● **SUPPLIED MATERIAL**:
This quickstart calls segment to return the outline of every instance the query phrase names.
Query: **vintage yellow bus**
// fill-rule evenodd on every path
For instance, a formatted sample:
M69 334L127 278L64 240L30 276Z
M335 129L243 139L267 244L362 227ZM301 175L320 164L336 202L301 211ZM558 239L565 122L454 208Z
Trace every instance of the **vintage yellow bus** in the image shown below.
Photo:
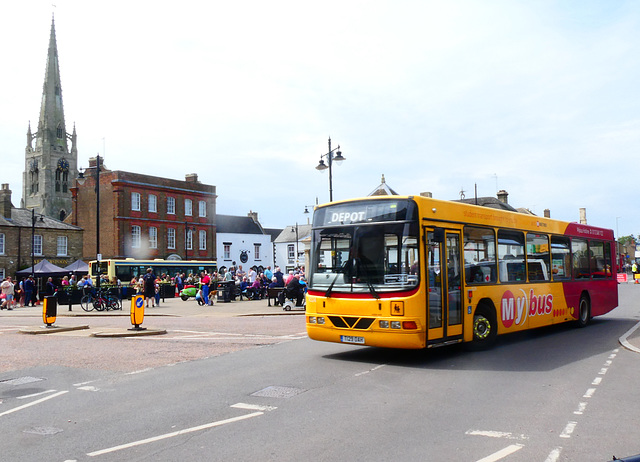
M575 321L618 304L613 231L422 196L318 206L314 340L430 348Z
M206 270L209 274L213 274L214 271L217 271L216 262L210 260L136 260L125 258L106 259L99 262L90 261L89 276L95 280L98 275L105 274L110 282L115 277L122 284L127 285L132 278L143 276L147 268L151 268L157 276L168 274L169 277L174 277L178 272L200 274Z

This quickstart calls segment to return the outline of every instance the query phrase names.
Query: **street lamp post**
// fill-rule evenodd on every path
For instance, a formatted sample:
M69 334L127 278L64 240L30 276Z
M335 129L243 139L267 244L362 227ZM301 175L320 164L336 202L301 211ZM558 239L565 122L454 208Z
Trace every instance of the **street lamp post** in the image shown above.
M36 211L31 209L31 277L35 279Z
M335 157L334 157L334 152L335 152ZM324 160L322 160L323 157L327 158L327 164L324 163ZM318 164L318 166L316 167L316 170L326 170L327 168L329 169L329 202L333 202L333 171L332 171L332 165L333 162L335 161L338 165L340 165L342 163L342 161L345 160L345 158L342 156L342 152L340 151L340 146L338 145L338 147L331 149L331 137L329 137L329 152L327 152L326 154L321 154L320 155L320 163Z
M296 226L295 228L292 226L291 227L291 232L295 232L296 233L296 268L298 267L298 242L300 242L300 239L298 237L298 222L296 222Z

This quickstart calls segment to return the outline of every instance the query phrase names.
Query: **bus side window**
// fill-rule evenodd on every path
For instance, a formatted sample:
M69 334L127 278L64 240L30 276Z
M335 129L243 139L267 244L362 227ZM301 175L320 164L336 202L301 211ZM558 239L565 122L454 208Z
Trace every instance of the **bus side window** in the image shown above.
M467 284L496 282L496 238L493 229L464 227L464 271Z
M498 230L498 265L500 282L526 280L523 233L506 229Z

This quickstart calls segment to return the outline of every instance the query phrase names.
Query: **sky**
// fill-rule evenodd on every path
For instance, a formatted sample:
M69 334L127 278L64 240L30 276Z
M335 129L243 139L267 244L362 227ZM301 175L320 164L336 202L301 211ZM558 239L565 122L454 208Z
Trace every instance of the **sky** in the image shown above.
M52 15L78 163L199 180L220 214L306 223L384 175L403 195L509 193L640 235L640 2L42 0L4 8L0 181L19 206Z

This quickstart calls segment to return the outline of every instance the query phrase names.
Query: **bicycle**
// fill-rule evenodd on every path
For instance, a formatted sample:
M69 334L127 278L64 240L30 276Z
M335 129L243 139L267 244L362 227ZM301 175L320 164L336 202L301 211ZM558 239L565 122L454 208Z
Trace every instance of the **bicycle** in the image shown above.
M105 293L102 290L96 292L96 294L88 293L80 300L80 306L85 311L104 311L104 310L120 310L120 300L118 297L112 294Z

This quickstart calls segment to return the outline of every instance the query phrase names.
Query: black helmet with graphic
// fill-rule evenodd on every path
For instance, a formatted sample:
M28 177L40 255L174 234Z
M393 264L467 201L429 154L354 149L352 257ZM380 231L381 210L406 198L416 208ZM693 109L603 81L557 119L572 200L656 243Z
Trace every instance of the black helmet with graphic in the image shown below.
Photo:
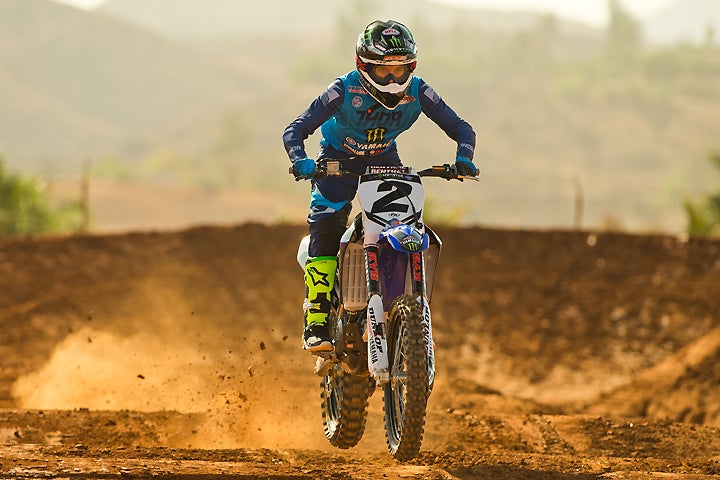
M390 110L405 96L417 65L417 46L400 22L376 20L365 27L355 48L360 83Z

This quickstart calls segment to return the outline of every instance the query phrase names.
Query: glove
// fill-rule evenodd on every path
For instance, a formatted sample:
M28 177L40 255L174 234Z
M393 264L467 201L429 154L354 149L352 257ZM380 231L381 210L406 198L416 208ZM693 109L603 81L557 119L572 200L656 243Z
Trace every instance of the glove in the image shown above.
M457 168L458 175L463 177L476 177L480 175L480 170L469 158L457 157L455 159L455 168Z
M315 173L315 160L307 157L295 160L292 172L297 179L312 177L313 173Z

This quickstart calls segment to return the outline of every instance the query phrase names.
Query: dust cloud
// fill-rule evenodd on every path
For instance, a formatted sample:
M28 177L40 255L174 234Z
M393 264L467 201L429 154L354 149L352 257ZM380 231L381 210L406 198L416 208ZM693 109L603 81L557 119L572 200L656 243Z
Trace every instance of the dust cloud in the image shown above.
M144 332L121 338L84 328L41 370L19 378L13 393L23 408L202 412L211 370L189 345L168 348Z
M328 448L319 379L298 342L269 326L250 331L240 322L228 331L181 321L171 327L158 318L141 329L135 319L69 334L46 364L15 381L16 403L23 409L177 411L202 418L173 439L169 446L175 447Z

● **TASK BRIEF**: Each record must be quoted in full and exactly. Do not include the pictures.

● **ANSWER TO THE EXERCISE**:
This quickstart calls segment to return the outline of every instance the query phrase names.
Query: **vintage yellow bus**
// fill-rule evenodd on every path
For instance, a formatted sample:
M69 334L127 278L64 240L30 276Z
M335 129L243 139L267 244L362 227ZM301 175L320 164L336 202L301 211ZM558 239L565 122L454 208Z
Trace every instance of the **vintage yellow bus** in the image shown below.
Photo:
M575 321L618 304L613 231L422 196L318 206L314 340L430 348Z
M206 270L209 274L213 274L214 271L217 271L216 262L210 260L136 260L125 258L106 259L99 262L90 261L89 276L95 280L98 275L105 274L110 282L115 277L122 284L127 285L132 278L143 276L147 268L151 268L157 276L168 274L169 277L174 277L178 272L200 274Z

This quickstart calls segment to return the outline of every instance the query phrase names.
Query: **street lamp post**
// fill-rule evenodd on every path
For instance, a formatted sample:
M69 334L127 278L64 240L30 276Z
M335 129L243 139L267 244L362 227ZM301 175L320 164L336 202L301 211ZM558 239L565 122L454 208Z
Trace every instance of the **street lamp post** in the image shown above.
M36 211L31 209L31 277L35 279Z
M335 157L334 157L334 152L335 152ZM324 160L322 160L323 157L327 158L327 164L324 163ZM318 164L318 166L316 167L316 170L326 170L327 168L329 169L329 202L333 202L333 171L332 171L332 165L333 162L335 161L338 165L340 165L342 163L342 161L345 160L345 158L342 156L342 152L340 151L340 146L338 145L338 147L331 149L331 137L329 137L329 152L327 152L326 154L321 154L320 155L320 163Z
M296 226L295 228L292 226L291 227L291 232L295 232L296 233L296 268L298 267L298 242L300 242L300 239L298 237L298 222L296 222Z

This quickstart calls segment to return the outline of every instance the query phrase names.
Query: **bus side window**
// fill-rule evenodd on every path
For instance, a formatted sample:
M69 334L127 278L64 240L30 276Z
M335 129L243 139L267 244L362 227ZM301 175L320 164L336 202L301 211ZM558 239L565 122L454 208Z
Trace every instance of the **bus side window** in the image shown above.
M467 284L496 282L496 238L493 229L464 227L464 271Z
M498 230L498 265L500 282L526 280L523 233L506 229Z

This quickstart calls segment to return the outline of every instance the query phrase names.
Query: **sky**
// fill-rule evenodd on every path
For instance, a formatted sample:
M69 334L127 278L64 240L30 276Z
M335 129L243 139L267 244L362 227ZM301 175L320 164L336 202L301 211ZM558 239L565 122L454 208Z
Trace every instance of the **sky** in the image shown above.
M52 15L78 163L199 180L220 214L306 223L384 175L403 195L509 193L640 235L640 2L42 0L4 8L0 181L19 206Z

This quickstart calls segment to return the outline of every instance the query phrase names.
Query: **bicycle**
// fill-rule evenodd on every path
For instance, a formatted sample:
M69 334L127 278L64 240L30 276Z
M335 129L243 139L267 244L362 227ZM301 175L320 164L336 202L301 211ZM558 239L565 122L454 208Z
Trace every instance of the **bicycle** in the image shown above.
M105 293L102 290L96 292L96 294L88 293L80 300L80 306L85 311L104 311L104 310L120 310L120 300L118 297L112 294Z

This quickstart calls segment to return the outline of every instance the query phrase names.
Query: black helmet with graphic
// fill-rule evenodd on every path
For instance, a formatted sample:
M28 177L40 255L174 234Z
M393 264L467 201L429 154L354 149L352 257ZM380 231L381 210L406 198L416 208ZM693 109L603 81L557 119L572 200L656 243Z
Trace every instance of the black helmet with graphic in the image shown below.
Photo:
M390 110L405 96L417 65L417 46L400 22L376 20L365 27L355 48L360 83Z

This quickstart calls segment to return the outline of every instance the query phrase names.
Query: glove
// fill-rule evenodd on every path
For instance, a formatted sample:
M28 177L40 255L174 234Z
M393 264L467 201L429 154L354 149L352 257ZM380 231L381 210L406 198L416 208ZM693 109L603 81L557 119L572 200L656 243Z
Trace every instance of the glove in the image shown above.
M457 168L458 175L463 177L476 177L480 175L480 170L469 158L457 157L455 159L455 168Z
M315 173L315 160L307 157L295 160L292 172L297 179L312 177L313 173Z

This quickstart calls segment to return the outline of every instance the query phrase names.
Query: dust cloud
// fill-rule evenodd on every path
For instance, a formatted sample:
M28 177L40 255L174 234Z
M393 264L467 201L429 154L354 149L352 257ZM380 231L381 210L406 198L416 208ZM693 109L603 81L557 119L572 200L656 243Z
Trace every instance of the dust cloud in the image shown above.
M144 332L121 338L84 328L41 370L19 378L13 393L23 408L202 412L211 370L189 345L168 348Z
M328 448L319 379L298 342L269 326L250 331L240 322L228 331L181 321L171 327L158 318L141 329L135 319L69 334L46 364L15 381L16 403L23 409L177 411L202 418L173 439L169 446L175 447Z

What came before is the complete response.